SHORT TASK »
Pull out every line of the listing below that contains the word "field", and treat uppercase and lowercase as different.

►

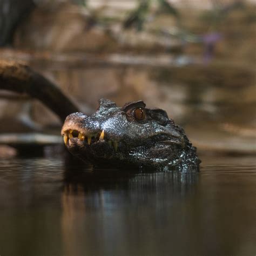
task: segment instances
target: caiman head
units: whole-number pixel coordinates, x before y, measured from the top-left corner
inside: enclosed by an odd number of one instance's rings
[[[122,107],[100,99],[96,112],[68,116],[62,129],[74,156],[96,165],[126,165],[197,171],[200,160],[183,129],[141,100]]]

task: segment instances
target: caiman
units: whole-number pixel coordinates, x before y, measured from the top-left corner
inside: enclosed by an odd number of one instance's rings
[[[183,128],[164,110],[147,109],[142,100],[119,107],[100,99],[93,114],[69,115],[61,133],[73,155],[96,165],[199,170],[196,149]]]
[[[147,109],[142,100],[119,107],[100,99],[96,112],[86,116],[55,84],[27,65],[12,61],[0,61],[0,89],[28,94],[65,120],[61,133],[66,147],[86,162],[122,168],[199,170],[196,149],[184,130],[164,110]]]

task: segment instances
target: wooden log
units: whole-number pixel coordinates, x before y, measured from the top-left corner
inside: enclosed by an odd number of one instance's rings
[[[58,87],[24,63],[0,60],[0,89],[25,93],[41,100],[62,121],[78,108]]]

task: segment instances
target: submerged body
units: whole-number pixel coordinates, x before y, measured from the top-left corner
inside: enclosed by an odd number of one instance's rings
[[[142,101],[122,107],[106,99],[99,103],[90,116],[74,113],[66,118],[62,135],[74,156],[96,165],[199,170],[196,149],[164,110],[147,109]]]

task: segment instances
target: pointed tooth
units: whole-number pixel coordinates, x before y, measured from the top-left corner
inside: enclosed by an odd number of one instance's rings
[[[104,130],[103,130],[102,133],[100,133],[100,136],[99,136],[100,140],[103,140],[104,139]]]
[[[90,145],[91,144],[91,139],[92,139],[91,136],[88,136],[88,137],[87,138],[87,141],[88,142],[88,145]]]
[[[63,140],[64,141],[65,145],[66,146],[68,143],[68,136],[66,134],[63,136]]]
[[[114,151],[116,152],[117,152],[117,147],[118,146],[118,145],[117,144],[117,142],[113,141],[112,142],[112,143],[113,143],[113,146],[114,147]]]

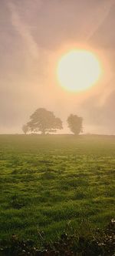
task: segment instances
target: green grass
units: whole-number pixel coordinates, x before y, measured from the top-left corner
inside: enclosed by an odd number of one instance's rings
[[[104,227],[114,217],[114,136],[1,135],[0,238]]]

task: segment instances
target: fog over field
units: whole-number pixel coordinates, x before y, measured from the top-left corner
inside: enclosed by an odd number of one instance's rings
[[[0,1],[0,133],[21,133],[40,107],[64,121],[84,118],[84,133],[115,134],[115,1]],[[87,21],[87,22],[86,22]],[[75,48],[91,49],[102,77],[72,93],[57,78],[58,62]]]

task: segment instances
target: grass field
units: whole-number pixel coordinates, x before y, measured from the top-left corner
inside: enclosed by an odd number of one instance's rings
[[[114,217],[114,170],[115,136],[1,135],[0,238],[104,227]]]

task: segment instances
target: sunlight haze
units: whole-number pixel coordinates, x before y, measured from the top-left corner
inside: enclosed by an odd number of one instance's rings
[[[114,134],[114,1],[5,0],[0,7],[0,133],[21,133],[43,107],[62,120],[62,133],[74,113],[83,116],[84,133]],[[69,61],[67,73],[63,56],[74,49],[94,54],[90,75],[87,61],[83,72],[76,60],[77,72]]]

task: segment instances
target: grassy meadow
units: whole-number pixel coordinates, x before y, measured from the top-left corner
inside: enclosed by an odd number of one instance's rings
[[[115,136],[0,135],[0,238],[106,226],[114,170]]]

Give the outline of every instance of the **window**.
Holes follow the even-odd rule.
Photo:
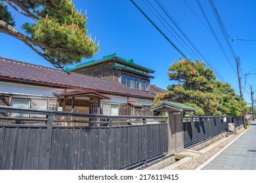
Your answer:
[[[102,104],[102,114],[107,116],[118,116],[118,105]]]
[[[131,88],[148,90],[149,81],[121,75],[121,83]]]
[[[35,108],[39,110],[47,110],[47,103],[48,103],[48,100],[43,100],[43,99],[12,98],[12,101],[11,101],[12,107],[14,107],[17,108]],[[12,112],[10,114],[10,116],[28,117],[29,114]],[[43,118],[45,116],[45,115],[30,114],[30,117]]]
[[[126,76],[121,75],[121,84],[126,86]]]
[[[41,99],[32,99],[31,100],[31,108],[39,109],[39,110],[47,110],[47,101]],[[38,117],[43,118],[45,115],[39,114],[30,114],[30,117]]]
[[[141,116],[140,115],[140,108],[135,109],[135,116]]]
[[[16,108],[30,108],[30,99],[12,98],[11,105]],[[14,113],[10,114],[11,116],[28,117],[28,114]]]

◄

WORKED ANSWER »
target: fog over field
target: grass field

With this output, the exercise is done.